------ Data for analysis ------

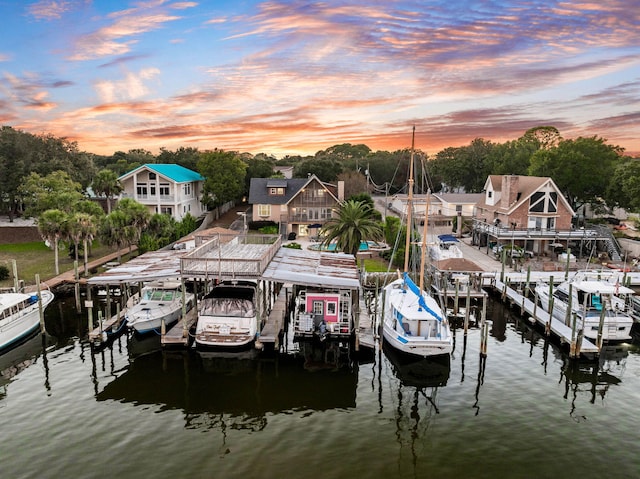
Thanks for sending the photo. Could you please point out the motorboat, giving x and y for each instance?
(20, 315)
(446, 247)
(228, 317)
(592, 300)
(158, 302)
(413, 321)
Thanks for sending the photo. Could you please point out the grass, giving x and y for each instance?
(36, 258)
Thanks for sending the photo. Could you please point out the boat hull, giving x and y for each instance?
(414, 326)
(16, 328)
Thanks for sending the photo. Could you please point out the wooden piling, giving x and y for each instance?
(40, 308)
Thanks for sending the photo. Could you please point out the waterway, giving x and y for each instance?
(132, 411)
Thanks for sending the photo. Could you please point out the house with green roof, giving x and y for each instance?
(165, 188)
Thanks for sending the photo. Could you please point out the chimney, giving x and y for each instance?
(509, 190)
(341, 190)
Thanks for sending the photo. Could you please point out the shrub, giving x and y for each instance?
(4, 272)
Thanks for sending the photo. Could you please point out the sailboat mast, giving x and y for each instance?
(424, 239)
(407, 247)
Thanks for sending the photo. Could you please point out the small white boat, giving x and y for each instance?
(158, 302)
(20, 315)
(445, 248)
(227, 317)
(413, 322)
(591, 298)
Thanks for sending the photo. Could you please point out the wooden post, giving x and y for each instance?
(89, 305)
(40, 308)
(14, 267)
(572, 348)
(76, 286)
(600, 326)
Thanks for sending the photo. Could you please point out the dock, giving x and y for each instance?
(272, 329)
(178, 335)
(535, 314)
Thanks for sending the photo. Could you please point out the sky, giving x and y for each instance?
(293, 77)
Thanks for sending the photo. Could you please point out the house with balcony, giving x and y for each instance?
(165, 188)
(531, 212)
(298, 205)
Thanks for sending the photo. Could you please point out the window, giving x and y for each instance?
(141, 189)
(264, 210)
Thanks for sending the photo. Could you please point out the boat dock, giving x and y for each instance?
(535, 314)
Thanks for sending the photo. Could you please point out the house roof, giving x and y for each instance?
(259, 189)
(527, 185)
(173, 172)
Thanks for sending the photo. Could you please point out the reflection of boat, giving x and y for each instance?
(206, 389)
(445, 248)
(419, 372)
(591, 298)
(20, 315)
(412, 319)
(227, 316)
(159, 301)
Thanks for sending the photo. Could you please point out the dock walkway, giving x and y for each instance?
(537, 314)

------

▸ Problem to solve
Omit all pictures and repeat the rest of the records verbatim.

▸ Result for this exercise
Thanks for sending the photo. Could you please point out the motorboat, giving x and y for each instance?
(20, 315)
(446, 247)
(228, 317)
(592, 300)
(158, 302)
(413, 321)
Thanks for sending the photo. Could you please point out the grass, giving x and y for each instance?
(36, 258)
Thanks for sending the photo. Could you please point out the boat hull, giving x and y for each instance?
(414, 326)
(16, 328)
Thanks for sending the photo. Could you please point out the wooden piling, giving x and y for each instance?
(40, 308)
Thanks for sending the photo. Could you please point out the waterway, giving x and y for each instance?
(132, 411)
Thanks for sending the photo. Could you please point out the house with green roof, giving x and y for each instance?
(165, 188)
Thanks for sending the photo. Could you please point out the chimney, giving x and y for each instance?
(509, 190)
(341, 190)
Thanks for sending the photo. Could you please point out the shrub, giving x and y for each instance?
(4, 272)
Thanks for sending the photo. Could you please point out the sailboat mast, giving x and y for each instance?
(424, 239)
(407, 247)
Thanks for sending the photo. Could you please point out the small white boat, giving x and y for each instance?
(158, 302)
(20, 315)
(445, 248)
(227, 317)
(413, 322)
(591, 298)
Thanks for sending the photo. Could you please point out the wooden post, giving x and y for each instance?
(89, 305)
(40, 308)
(14, 267)
(572, 348)
(76, 286)
(600, 326)
Thanks for sending the photo. Could you please point out the dock, giving x and y for each instance?
(272, 329)
(178, 335)
(535, 314)
Thanks for sending the photo. Could you please point out the sky, giving x and y for each instance?
(293, 77)
Thanks for sending the photo. Could you please point out the house with balcony, giving x and y for each instance?
(165, 188)
(531, 212)
(298, 205)
Thanks for sending the photo. Could you please point out the window, giving x and y for each instance?
(141, 189)
(264, 210)
Thanks for sending the photo. Could you please point out the boat dock, giving x and y for each instance?
(535, 314)
Thanks for sending the photo. Could you please point out the house roof, giving x and y for each instance?
(259, 189)
(527, 185)
(173, 172)
Thanks for sending the photo. Could you please point out the reflection of boat, giving x and y for each instance?
(206, 389)
(445, 248)
(419, 372)
(591, 298)
(20, 315)
(412, 319)
(227, 316)
(159, 301)
Thanks for sending the photo. Could you please point out the dock walkway, giving x and y for each instance?
(537, 314)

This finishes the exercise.